**Exercise data:**
....
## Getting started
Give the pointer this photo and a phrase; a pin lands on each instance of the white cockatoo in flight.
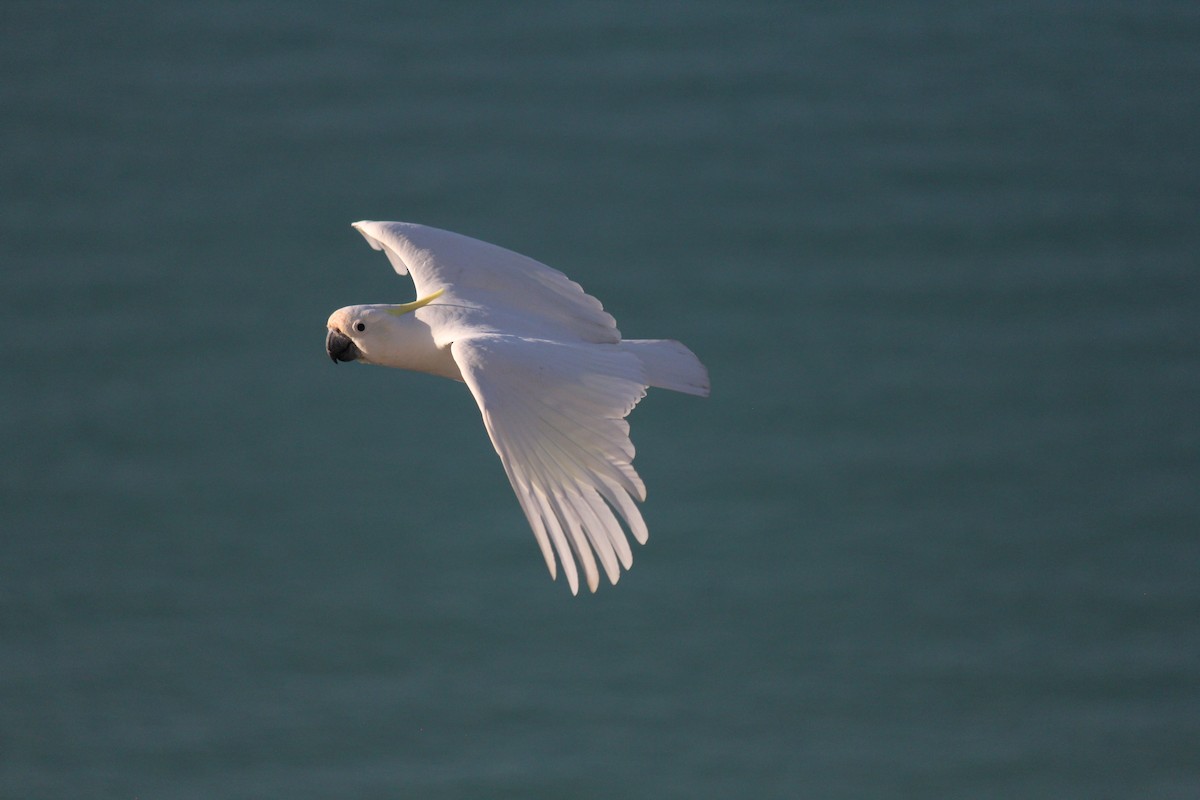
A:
(551, 374)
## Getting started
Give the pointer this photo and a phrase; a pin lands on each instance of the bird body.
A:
(551, 374)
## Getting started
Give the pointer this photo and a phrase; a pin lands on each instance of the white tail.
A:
(670, 365)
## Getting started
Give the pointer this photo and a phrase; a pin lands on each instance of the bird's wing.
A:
(556, 415)
(490, 287)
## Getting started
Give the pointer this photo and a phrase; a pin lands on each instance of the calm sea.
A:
(936, 534)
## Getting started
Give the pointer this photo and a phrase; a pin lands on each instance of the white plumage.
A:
(551, 374)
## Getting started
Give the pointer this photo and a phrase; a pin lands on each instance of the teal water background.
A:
(936, 534)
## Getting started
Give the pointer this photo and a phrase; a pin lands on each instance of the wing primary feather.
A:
(585, 480)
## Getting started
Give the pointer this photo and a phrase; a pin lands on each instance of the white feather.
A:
(550, 372)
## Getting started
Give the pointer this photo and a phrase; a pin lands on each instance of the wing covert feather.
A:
(504, 290)
(555, 413)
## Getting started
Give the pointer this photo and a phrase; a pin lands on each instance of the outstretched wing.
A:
(556, 415)
(489, 287)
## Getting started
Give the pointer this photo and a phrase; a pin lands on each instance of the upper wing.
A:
(556, 415)
(487, 287)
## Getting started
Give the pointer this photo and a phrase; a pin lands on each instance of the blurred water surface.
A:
(935, 534)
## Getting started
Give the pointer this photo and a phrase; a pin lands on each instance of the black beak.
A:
(340, 347)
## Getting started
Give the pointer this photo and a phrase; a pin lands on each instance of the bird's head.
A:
(352, 332)
(369, 334)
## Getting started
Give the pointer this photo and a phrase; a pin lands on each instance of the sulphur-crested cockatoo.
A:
(551, 374)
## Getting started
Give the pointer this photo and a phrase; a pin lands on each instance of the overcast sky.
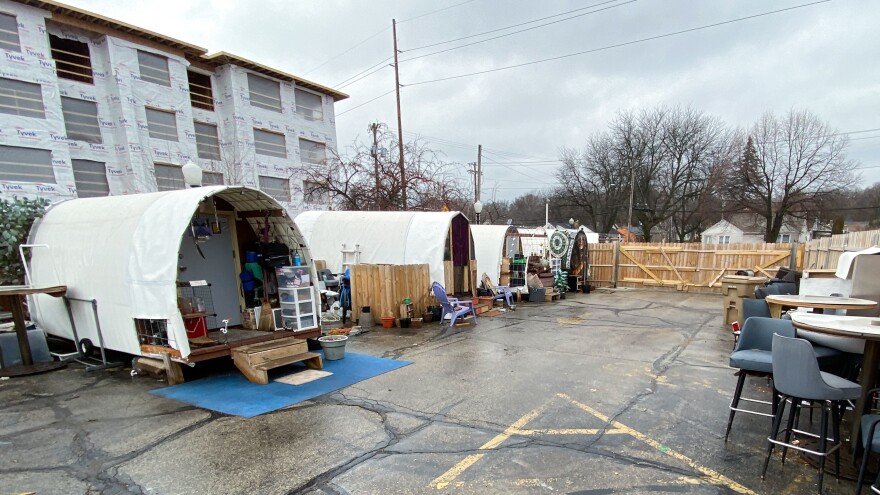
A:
(821, 57)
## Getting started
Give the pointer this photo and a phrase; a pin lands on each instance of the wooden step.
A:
(256, 359)
(311, 359)
(264, 352)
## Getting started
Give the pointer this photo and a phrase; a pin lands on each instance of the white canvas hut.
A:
(493, 243)
(131, 254)
(440, 239)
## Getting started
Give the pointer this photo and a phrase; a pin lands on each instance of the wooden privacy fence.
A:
(689, 266)
(384, 287)
(822, 254)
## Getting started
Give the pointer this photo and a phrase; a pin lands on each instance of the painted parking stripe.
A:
(518, 429)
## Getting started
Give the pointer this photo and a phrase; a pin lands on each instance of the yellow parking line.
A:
(444, 479)
(570, 431)
(714, 477)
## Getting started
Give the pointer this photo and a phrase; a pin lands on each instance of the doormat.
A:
(231, 393)
(303, 377)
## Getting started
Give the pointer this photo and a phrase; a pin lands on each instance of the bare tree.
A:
(367, 177)
(789, 164)
(666, 159)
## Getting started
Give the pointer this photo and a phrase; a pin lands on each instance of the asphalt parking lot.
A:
(603, 393)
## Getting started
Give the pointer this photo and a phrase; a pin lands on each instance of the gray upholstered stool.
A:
(796, 376)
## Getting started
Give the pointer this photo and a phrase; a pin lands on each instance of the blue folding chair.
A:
(452, 306)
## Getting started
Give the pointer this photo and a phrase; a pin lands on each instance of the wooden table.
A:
(820, 303)
(12, 298)
(857, 327)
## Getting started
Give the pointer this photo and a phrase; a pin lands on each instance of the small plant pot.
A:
(436, 312)
(334, 346)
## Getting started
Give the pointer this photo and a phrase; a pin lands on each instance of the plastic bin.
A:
(536, 295)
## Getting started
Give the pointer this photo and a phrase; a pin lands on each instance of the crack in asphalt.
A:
(94, 467)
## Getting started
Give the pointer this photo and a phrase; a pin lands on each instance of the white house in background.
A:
(745, 228)
(91, 106)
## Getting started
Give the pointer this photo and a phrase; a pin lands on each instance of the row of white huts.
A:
(125, 261)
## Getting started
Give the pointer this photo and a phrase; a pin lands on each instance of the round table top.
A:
(860, 327)
(830, 302)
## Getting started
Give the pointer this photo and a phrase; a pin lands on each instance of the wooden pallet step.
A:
(311, 359)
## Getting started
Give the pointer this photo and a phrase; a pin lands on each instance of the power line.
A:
(344, 52)
(618, 45)
(434, 12)
(507, 155)
(373, 36)
(516, 32)
(505, 27)
(364, 103)
(368, 74)
(346, 80)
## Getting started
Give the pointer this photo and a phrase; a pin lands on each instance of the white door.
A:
(218, 268)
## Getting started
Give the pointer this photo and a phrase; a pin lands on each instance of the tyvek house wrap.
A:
(397, 238)
(121, 95)
(120, 250)
(118, 92)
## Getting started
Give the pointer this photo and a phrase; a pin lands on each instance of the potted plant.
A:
(560, 283)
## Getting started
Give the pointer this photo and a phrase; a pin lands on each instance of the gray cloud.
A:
(822, 57)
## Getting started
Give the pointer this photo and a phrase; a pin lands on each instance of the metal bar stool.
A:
(870, 443)
(753, 357)
(796, 376)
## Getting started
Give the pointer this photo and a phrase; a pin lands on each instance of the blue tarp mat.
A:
(232, 393)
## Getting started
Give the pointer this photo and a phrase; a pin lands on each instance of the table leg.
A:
(24, 345)
(867, 378)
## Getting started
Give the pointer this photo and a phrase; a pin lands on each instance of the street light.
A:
(192, 174)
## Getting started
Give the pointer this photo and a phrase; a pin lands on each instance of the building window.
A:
(90, 178)
(26, 165)
(207, 143)
(313, 193)
(200, 93)
(264, 93)
(72, 59)
(9, 33)
(154, 68)
(21, 98)
(270, 143)
(312, 152)
(162, 124)
(275, 187)
(169, 177)
(212, 178)
(309, 105)
(81, 120)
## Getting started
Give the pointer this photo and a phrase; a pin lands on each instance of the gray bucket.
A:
(334, 346)
(365, 320)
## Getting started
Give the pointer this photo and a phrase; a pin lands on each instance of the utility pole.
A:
(632, 187)
(374, 151)
(399, 122)
(479, 170)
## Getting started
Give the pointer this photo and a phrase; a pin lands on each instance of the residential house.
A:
....
**What you should do:** Return exactly the run of lines that opens with the one containing "the utility pole." and closes with the last line of the records above.

**Output of the exercise:**
Give the pointer this photo and a phrase; a pin lands on each instance of the utility pole.
A:
(632, 187)
(374, 151)
(399, 122)
(479, 170)
## Getting started
Give the pointer this photo and a phrase; a pin lands on each instance of the residential house.
A:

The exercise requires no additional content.